:: DATA SUPPLIED ::
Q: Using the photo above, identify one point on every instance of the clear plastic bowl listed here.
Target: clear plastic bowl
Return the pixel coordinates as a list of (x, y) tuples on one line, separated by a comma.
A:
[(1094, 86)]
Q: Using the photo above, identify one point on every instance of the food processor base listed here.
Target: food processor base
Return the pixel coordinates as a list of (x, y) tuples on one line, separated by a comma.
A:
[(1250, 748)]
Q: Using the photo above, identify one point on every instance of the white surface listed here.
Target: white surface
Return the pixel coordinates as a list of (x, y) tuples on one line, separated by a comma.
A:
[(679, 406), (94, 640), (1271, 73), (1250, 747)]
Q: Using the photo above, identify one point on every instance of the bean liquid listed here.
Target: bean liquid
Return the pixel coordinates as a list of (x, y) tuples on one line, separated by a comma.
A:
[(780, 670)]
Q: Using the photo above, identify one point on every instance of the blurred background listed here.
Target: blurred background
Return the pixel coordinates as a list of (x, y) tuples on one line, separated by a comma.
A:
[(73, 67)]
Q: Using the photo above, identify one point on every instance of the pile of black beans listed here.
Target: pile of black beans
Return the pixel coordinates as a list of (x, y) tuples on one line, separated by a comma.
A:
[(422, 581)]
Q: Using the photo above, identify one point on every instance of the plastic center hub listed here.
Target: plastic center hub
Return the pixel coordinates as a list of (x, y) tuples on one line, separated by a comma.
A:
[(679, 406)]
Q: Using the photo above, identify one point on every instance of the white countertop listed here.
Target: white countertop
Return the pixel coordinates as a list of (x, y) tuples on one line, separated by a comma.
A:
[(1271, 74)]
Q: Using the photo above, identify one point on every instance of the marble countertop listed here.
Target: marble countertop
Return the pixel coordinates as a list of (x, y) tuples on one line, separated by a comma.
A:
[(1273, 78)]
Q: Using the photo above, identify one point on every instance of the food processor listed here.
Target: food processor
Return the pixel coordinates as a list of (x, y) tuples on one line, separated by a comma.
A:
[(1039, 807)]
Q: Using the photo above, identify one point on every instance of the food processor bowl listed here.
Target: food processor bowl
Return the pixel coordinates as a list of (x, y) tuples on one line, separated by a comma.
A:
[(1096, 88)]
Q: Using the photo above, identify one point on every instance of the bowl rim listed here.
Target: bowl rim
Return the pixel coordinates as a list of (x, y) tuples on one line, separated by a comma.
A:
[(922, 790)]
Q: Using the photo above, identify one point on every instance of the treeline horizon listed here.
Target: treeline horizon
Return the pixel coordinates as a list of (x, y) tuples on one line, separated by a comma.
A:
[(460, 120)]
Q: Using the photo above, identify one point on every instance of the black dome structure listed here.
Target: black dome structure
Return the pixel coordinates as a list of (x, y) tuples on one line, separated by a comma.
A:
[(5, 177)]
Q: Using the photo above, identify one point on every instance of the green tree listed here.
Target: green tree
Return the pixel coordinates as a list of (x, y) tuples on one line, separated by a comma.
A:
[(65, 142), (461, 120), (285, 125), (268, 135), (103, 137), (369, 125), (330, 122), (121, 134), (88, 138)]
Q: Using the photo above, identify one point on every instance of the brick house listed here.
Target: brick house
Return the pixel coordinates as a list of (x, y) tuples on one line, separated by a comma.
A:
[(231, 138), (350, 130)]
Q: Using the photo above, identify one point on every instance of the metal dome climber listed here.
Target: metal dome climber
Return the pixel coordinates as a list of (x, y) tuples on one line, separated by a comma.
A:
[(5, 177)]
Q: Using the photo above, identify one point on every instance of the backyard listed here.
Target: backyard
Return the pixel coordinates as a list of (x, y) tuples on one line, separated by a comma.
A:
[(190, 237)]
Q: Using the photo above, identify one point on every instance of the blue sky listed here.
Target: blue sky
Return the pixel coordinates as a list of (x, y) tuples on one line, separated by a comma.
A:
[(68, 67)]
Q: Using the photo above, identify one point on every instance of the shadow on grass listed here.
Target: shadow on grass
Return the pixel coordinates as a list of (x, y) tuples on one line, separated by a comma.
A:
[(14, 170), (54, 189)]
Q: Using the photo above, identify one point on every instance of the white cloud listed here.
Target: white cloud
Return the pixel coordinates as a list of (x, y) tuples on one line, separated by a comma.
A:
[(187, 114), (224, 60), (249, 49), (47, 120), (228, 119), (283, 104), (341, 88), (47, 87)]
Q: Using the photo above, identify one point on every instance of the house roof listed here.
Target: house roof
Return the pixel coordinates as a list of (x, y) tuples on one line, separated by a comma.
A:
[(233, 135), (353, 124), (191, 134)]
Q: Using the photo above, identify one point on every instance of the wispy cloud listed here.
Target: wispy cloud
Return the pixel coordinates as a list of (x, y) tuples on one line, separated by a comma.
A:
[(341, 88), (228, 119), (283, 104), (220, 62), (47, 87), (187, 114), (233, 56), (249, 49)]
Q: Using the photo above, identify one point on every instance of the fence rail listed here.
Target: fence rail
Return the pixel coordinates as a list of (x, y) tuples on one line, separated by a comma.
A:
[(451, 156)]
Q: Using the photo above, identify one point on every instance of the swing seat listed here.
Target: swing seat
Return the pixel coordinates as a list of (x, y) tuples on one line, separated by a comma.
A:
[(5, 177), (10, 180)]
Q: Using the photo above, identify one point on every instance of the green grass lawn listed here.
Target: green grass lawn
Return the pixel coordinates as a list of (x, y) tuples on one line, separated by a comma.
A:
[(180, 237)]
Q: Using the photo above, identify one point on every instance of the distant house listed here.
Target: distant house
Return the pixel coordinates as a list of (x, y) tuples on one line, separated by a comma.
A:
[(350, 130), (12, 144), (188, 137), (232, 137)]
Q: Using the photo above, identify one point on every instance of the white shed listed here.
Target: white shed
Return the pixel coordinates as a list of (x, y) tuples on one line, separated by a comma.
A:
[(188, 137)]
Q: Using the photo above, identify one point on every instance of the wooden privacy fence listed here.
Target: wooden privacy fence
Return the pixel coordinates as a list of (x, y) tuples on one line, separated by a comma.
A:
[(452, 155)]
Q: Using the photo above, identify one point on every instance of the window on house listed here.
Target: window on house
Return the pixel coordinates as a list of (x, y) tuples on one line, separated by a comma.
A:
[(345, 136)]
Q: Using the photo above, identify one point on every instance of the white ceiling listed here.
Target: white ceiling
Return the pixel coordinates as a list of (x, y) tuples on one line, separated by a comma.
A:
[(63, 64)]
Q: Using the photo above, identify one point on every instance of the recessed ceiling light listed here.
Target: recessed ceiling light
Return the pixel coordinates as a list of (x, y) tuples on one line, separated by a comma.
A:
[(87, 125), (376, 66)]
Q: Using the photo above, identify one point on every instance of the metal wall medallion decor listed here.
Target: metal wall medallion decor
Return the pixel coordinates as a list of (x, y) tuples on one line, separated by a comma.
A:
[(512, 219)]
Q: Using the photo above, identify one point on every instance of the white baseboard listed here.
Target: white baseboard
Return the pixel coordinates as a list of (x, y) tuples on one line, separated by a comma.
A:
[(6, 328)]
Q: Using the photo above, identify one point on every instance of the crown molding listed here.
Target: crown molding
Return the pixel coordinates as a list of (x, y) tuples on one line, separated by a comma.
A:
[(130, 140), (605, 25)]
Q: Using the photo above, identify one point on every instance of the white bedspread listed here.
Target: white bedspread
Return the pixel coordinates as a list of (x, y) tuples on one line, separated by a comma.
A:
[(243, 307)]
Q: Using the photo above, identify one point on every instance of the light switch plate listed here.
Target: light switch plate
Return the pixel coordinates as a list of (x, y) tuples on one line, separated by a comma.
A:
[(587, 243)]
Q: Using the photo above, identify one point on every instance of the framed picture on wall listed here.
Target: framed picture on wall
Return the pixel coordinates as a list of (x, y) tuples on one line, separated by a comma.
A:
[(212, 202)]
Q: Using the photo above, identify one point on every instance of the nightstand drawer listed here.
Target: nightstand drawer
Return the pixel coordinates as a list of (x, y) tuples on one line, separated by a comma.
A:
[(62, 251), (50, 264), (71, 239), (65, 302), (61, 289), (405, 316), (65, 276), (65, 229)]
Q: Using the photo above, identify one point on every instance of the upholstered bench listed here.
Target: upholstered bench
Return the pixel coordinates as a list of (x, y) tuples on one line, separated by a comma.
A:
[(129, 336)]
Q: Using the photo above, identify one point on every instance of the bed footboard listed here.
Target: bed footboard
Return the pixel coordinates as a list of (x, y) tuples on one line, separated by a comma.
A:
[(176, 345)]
:::
* [WHAT NEEDS TO BE DONE] Quote exactly the line containing "plate listed here." and every later line through the end of the listing, and no other lines.

* [EXERCISE OUTPUT]
Q: Using the photo above, identify one point on every instance of the light switch plate listed here.
Target: light switch plate
Return the pixel coordinates as a list of (x, y) tuples on one line, separated by a comma.
A:
[(587, 243)]
Q: Using the photo above, identify one point on every instance of the framed picture on wall listed here.
Target: framed picture on wall
Return the pixel coordinates as a list of (x, y) tuples on one line, separated by a comma.
A:
[(212, 202)]
Q: Using the photo above, identify one point on every instance of the nightstand drawer listed here.
Target: nightstand drawer
Return the pixel coordinates as a list of (x, y) tuples on one line, separated by a comma.
A:
[(62, 251), (50, 264), (71, 239), (65, 302), (61, 289), (405, 316), (65, 276), (65, 229)]
Q: Using the photo above, identify one point on every instance of the upholstered bench listed here.
Target: upholstered bench
Return the pixel coordinates as a list of (x, y) tuples on one line, separated by a comma.
A:
[(129, 336)]
Q: Using the photo above, identify one point on every instance of the bed footboard listed here.
Target: bed footboard
Return the pixel coordinates as a list of (x, y) tuples on one line, separated by a comma.
A:
[(176, 345)]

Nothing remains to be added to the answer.